**Written task**
Turn the records, from their first line through the line containing "742], [574, 756]]", into a JSON list of strings with one string per line and blank lines left out. Leave the pictures out.
---------- Information provided ----------
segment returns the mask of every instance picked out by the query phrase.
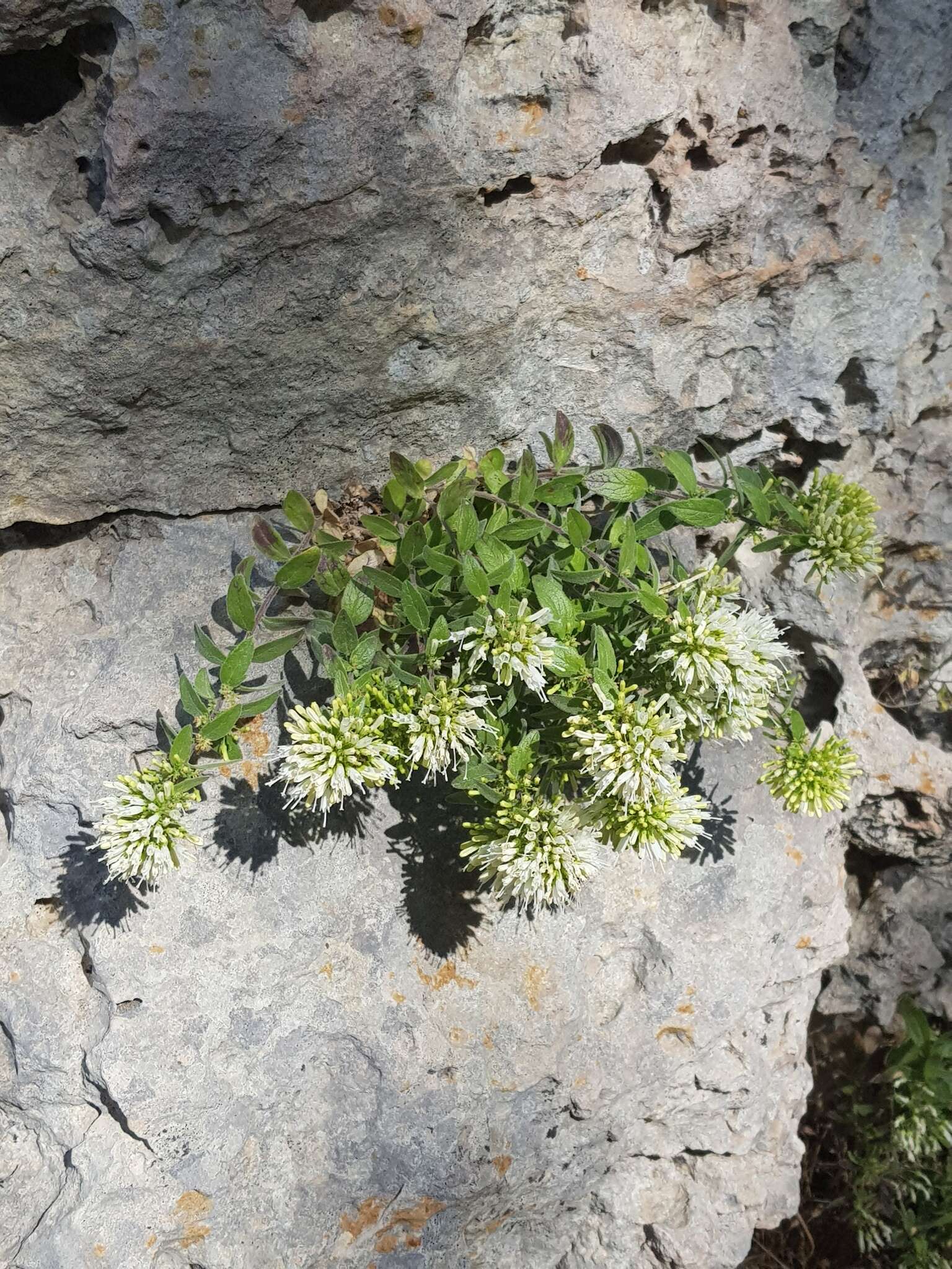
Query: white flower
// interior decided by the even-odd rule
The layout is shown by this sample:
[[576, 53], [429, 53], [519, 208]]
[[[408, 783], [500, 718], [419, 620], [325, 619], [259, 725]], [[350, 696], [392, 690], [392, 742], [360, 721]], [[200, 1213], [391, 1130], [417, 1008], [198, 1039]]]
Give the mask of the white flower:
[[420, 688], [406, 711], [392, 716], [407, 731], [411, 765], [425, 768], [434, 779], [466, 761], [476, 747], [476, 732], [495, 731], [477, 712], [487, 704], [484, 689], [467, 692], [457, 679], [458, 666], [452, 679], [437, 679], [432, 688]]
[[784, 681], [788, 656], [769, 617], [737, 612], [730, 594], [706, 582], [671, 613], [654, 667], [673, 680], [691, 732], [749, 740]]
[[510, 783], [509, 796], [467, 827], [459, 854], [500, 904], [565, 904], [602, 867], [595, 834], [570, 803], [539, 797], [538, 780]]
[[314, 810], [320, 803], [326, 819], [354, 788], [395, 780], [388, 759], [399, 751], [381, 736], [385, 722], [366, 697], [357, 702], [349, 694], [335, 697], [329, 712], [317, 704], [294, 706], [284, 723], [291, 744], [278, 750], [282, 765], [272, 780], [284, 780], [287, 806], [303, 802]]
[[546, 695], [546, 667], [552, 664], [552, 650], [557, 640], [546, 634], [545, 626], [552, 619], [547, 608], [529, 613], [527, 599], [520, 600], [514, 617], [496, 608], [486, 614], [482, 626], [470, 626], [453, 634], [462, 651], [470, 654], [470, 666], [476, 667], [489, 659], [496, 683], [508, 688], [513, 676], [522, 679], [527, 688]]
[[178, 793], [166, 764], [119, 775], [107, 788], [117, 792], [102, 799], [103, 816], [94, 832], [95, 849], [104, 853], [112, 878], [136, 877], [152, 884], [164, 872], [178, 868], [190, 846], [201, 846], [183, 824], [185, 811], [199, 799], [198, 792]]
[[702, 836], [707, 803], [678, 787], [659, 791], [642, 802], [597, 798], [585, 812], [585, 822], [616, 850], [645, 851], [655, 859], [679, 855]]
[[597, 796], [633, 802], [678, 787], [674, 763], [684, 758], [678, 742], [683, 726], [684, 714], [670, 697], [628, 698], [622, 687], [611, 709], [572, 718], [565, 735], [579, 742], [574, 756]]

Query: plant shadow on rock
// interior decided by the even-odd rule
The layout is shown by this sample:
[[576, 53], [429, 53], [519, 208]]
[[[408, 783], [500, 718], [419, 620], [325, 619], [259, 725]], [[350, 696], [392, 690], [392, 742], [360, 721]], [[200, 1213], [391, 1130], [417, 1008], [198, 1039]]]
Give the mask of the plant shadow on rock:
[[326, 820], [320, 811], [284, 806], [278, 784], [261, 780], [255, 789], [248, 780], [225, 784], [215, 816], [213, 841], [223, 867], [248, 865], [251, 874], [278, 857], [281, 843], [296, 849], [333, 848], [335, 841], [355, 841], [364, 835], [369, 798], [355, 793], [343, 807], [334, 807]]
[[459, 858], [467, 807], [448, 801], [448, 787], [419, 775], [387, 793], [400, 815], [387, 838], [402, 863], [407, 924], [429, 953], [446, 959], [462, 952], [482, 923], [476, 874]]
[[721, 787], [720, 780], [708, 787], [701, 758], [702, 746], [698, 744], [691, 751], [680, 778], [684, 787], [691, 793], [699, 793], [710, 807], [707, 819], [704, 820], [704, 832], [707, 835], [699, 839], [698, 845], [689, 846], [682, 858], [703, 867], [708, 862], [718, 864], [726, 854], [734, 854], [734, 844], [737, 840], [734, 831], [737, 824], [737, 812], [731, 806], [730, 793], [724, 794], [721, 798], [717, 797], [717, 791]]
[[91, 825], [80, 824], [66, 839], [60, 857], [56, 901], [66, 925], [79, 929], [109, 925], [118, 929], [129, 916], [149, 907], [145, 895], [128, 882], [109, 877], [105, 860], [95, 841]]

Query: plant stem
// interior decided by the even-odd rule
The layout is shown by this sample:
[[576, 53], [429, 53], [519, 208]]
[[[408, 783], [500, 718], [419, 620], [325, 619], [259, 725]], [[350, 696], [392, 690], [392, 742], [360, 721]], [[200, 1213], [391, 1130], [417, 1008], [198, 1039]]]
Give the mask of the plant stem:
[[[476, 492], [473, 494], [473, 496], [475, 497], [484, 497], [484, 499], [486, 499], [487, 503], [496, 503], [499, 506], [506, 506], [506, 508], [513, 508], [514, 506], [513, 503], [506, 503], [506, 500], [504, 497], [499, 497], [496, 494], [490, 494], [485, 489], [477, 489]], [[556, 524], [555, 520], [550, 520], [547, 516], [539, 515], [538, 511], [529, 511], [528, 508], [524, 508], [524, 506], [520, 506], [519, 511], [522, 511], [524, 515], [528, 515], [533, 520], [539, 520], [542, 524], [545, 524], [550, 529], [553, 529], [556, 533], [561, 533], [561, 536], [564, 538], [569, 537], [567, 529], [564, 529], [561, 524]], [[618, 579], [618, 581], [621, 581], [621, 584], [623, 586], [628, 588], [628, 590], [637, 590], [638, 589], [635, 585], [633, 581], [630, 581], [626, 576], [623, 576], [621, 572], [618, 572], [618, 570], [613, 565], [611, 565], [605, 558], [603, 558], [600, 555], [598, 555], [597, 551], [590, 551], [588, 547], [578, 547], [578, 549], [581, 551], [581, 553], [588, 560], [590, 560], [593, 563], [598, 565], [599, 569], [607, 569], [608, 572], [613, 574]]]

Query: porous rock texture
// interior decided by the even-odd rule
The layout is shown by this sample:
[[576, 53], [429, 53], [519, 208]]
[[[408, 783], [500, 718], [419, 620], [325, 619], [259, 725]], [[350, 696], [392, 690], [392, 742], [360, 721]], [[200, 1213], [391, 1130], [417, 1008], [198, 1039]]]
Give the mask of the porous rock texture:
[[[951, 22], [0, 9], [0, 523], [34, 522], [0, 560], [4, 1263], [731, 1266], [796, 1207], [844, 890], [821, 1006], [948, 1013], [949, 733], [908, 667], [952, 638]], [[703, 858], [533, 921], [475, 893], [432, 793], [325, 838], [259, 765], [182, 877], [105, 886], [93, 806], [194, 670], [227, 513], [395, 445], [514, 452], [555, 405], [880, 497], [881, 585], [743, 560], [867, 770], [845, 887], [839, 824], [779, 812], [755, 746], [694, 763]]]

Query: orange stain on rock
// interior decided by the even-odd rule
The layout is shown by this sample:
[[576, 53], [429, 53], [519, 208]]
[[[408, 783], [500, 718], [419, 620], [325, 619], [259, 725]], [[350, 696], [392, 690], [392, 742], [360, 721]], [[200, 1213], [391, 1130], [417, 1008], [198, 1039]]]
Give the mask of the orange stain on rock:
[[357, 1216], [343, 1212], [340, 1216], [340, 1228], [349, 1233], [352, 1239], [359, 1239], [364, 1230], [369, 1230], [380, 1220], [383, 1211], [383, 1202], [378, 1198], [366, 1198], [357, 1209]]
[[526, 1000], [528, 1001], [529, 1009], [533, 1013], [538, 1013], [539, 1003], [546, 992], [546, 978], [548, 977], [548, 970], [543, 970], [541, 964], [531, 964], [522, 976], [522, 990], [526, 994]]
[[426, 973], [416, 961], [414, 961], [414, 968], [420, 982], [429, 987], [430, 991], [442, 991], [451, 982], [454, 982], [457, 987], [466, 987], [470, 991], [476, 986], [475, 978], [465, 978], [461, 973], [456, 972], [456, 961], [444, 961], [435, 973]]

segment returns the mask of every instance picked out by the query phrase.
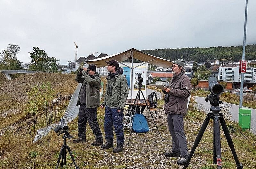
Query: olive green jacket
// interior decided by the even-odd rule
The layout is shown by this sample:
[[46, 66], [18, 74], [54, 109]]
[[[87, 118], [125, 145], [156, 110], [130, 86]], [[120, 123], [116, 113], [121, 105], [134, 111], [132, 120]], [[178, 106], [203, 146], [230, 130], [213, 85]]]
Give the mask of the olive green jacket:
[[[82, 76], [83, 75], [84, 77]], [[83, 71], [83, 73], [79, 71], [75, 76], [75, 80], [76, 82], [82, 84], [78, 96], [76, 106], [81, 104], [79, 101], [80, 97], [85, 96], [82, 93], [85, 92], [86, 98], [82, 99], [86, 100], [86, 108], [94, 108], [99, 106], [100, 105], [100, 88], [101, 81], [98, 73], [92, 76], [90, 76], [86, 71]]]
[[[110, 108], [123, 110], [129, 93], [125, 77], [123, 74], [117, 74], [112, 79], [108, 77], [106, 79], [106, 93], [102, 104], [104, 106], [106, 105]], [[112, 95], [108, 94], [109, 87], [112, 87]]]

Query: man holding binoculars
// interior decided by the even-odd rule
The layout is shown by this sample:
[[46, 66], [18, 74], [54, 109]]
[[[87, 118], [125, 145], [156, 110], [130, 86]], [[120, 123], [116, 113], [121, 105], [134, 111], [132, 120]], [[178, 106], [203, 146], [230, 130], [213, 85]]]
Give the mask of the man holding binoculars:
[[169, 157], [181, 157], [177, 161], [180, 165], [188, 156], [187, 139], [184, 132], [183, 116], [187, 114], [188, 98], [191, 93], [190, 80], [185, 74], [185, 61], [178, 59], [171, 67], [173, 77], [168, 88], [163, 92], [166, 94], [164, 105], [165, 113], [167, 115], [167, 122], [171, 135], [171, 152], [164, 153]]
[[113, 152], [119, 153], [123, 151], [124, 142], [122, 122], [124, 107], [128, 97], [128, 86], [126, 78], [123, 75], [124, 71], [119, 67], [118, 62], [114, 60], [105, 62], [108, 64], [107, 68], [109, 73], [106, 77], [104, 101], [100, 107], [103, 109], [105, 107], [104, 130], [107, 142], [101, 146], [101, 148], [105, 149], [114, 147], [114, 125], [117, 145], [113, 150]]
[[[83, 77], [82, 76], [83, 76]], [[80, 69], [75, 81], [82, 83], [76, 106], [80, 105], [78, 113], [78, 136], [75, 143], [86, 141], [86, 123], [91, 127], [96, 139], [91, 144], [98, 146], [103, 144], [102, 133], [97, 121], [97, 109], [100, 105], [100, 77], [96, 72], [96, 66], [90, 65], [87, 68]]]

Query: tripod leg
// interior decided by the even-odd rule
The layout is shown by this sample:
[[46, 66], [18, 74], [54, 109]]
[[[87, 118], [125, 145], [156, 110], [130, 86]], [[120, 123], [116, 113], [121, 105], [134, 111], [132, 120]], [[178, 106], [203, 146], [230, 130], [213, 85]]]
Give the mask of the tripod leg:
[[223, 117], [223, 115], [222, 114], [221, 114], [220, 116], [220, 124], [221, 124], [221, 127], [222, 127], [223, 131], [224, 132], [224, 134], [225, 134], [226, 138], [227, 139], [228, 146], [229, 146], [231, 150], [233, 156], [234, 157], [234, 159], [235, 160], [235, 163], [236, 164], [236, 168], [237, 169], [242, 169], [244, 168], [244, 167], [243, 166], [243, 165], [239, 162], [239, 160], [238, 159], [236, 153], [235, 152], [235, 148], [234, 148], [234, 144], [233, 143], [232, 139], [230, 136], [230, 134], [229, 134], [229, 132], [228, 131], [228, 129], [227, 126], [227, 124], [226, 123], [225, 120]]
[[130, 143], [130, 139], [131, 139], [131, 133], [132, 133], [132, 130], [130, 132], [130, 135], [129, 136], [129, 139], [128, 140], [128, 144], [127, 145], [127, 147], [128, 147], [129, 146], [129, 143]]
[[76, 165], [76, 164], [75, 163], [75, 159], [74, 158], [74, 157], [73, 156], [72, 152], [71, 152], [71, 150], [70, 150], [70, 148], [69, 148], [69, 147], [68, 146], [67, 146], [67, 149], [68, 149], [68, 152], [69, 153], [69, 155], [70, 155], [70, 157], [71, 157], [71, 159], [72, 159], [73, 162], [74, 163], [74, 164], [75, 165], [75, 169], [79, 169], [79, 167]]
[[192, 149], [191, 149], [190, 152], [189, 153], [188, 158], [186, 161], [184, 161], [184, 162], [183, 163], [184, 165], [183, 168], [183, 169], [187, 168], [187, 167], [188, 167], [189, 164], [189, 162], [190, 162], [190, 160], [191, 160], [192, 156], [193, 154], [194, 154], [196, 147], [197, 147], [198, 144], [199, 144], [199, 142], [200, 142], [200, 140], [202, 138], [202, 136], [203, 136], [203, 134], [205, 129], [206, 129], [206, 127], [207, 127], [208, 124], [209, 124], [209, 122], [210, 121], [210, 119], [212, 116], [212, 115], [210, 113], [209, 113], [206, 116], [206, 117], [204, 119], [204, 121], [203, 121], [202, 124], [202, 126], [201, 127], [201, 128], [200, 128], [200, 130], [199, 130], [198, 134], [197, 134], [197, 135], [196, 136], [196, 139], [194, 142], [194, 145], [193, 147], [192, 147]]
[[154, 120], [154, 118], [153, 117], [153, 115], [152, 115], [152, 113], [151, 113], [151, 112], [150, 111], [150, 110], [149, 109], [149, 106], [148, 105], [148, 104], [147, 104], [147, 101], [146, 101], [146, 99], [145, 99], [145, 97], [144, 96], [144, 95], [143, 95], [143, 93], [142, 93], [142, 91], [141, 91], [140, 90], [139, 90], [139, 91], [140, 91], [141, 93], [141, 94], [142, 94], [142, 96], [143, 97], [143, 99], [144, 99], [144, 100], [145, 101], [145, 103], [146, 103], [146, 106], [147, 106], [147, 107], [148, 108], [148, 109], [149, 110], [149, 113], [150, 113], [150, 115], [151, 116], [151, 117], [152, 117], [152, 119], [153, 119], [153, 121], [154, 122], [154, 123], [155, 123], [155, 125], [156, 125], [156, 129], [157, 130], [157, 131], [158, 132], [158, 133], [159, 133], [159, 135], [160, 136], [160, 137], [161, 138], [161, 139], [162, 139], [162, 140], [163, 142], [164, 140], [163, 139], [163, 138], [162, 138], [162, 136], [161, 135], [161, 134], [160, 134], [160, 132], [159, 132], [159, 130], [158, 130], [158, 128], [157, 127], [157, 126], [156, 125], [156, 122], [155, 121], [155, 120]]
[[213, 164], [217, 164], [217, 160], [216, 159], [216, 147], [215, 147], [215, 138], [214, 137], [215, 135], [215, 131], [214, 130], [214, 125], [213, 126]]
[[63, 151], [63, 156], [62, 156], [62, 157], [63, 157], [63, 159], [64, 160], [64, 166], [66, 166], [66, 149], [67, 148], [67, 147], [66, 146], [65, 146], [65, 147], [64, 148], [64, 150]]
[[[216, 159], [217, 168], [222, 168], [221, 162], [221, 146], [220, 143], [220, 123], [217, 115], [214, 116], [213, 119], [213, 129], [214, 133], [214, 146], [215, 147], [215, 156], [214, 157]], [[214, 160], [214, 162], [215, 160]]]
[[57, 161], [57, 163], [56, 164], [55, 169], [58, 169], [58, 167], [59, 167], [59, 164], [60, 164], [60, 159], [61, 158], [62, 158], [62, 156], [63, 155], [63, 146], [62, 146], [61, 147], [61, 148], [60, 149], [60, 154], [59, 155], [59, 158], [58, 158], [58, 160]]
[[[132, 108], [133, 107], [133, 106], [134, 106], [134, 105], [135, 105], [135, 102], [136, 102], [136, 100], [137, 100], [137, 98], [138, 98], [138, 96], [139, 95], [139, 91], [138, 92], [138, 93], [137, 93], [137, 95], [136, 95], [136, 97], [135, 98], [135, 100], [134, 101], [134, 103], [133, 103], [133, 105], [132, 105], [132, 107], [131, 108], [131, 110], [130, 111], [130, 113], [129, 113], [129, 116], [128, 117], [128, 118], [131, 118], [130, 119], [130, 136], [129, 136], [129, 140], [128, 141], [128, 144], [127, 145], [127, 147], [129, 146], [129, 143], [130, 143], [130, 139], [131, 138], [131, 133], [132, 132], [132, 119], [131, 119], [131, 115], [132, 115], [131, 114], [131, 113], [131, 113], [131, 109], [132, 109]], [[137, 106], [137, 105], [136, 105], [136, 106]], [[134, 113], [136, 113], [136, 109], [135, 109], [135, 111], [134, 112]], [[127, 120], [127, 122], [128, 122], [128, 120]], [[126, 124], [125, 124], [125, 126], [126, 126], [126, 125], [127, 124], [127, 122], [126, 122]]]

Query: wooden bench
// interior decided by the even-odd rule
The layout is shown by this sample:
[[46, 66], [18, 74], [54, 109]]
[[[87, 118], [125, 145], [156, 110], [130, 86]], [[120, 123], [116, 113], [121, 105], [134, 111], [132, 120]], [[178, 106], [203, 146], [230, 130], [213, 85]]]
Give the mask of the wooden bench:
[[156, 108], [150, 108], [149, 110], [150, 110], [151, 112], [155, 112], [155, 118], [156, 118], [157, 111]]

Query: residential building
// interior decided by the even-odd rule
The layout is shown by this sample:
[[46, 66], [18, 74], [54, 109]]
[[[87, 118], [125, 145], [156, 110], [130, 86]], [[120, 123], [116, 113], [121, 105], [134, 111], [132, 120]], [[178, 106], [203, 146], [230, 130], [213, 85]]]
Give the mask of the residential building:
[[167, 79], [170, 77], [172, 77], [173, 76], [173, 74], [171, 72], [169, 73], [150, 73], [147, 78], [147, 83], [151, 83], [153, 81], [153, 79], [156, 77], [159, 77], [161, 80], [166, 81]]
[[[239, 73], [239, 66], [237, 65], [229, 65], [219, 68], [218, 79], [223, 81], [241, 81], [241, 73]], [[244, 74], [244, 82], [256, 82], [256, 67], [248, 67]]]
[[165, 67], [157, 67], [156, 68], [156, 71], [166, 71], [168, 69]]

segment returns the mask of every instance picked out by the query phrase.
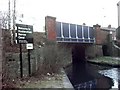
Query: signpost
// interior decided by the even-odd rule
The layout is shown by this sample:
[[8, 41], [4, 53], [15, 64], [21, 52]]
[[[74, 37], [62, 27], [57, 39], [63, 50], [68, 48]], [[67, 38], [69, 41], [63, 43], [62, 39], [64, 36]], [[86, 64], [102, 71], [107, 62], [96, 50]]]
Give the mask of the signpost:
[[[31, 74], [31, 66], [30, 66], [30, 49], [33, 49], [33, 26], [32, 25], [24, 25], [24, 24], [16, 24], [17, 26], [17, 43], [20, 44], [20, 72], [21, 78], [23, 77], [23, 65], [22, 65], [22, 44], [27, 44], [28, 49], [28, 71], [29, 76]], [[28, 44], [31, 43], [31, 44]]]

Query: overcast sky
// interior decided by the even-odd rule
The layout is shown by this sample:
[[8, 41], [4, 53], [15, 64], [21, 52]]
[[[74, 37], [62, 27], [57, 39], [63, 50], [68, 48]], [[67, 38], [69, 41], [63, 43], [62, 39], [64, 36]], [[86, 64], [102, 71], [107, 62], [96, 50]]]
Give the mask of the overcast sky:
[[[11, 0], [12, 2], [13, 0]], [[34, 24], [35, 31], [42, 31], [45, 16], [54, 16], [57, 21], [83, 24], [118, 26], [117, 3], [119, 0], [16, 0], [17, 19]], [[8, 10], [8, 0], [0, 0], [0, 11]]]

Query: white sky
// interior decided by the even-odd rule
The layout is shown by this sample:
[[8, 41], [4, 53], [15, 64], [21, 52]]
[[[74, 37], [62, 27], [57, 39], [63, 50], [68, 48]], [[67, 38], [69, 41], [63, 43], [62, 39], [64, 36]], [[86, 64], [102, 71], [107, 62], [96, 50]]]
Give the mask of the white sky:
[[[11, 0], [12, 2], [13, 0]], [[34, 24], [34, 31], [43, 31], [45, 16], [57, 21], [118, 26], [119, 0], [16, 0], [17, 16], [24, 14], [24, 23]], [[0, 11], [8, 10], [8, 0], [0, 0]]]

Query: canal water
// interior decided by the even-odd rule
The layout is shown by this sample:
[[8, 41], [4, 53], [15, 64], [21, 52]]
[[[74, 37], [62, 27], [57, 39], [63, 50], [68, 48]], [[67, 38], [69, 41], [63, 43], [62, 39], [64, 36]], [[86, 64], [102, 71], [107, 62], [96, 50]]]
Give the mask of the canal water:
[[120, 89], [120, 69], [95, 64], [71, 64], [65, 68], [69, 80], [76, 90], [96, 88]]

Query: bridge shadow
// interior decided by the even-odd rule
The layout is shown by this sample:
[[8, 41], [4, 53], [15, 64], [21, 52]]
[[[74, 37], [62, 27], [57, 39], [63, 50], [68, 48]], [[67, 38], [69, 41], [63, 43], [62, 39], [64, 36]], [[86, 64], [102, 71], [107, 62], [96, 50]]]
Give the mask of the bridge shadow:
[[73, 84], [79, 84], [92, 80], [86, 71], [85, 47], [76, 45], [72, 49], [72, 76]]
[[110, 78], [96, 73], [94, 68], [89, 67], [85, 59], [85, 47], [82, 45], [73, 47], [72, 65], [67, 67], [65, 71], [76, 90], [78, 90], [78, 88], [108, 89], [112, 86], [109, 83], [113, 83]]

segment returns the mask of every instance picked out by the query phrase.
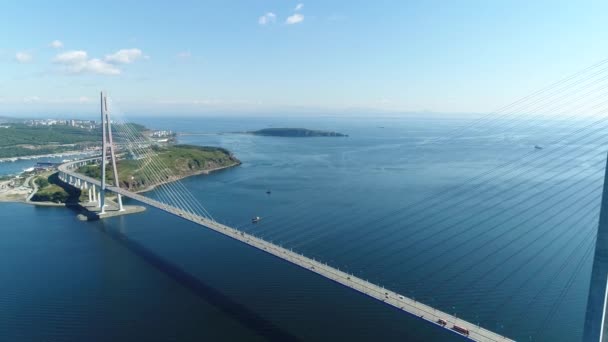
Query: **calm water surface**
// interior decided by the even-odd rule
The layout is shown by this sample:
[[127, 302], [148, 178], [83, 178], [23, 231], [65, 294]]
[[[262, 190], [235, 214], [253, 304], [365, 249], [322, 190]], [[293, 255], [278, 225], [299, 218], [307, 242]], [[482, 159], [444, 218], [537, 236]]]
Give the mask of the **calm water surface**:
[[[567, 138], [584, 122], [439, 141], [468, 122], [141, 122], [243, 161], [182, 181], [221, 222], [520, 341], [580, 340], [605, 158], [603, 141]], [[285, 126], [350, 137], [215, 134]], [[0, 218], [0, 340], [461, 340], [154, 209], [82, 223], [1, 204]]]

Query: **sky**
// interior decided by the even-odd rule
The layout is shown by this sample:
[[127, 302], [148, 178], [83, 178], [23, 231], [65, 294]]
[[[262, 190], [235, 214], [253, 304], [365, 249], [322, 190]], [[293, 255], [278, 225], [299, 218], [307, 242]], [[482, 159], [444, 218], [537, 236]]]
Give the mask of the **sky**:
----------
**Task solution**
[
  "segment returns the mask of every instance picked out by the query phrase.",
  "Query: white flower",
  "// interior decided by the even-odd rule",
  "The layout is shown by this sample:",
  "[[576, 53], [429, 53], [519, 208]]",
  "[[[408, 783], [500, 718], [419, 620], [325, 619], [259, 725]], [[350, 696], [392, 690], [392, 742], [360, 721]], [[200, 1213], [391, 1130], [417, 1008], [198, 1039]]]",
  "Give the mask of the white flower:",
  "[[420, 688], [406, 711], [392, 716], [407, 731], [411, 765], [425, 768], [434, 779], [466, 761], [476, 747], [476, 732], [495, 731], [477, 712], [487, 704], [484, 689], [467, 692], [457, 679], [458, 666], [452, 679], [437, 679], [432, 688]]",
  "[[784, 681], [788, 656], [769, 617], [737, 612], [730, 594], [706, 582], [671, 613], [654, 667], [673, 680], [691, 732], [749, 740]]",
  "[[510, 783], [509, 796], [467, 827], [459, 854], [500, 904], [565, 904], [602, 867], [595, 834], [570, 803], [539, 797], [538, 780]]",
  "[[314, 810], [320, 803], [326, 819], [354, 788], [395, 780], [388, 759], [399, 751], [381, 736], [385, 722], [366, 697], [357, 702], [349, 694], [335, 697], [329, 712], [317, 704], [294, 706], [284, 723], [291, 744], [278, 750], [282, 765], [272, 780], [284, 780], [287, 806], [303, 802]]",
  "[[546, 695], [546, 667], [552, 664], [552, 650], [557, 640], [546, 634], [545, 626], [552, 619], [547, 608], [529, 613], [527, 599], [520, 600], [514, 617], [496, 608], [486, 614], [482, 626], [470, 626], [453, 634], [462, 651], [470, 654], [470, 666], [476, 667], [489, 659], [496, 683], [508, 688], [513, 676], [522, 679], [527, 688]]",
  "[[178, 793], [166, 764], [119, 775], [107, 788], [117, 792], [102, 799], [103, 816], [94, 832], [95, 849], [104, 853], [112, 878], [136, 877], [152, 884], [164, 872], [178, 868], [190, 846], [201, 846], [183, 824], [185, 811], [199, 799], [198, 792]]",
  "[[702, 836], [707, 803], [678, 787], [659, 791], [642, 802], [597, 798], [585, 812], [585, 822], [616, 850], [645, 851], [655, 859], [679, 855]]",
  "[[597, 796], [633, 802], [678, 787], [674, 763], [684, 758], [678, 742], [683, 726], [684, 714], [670, 697], [628, 698], [622, 687], [611, 709], [572, 718], [565, 735], [579, 742], [574, 756]]"
]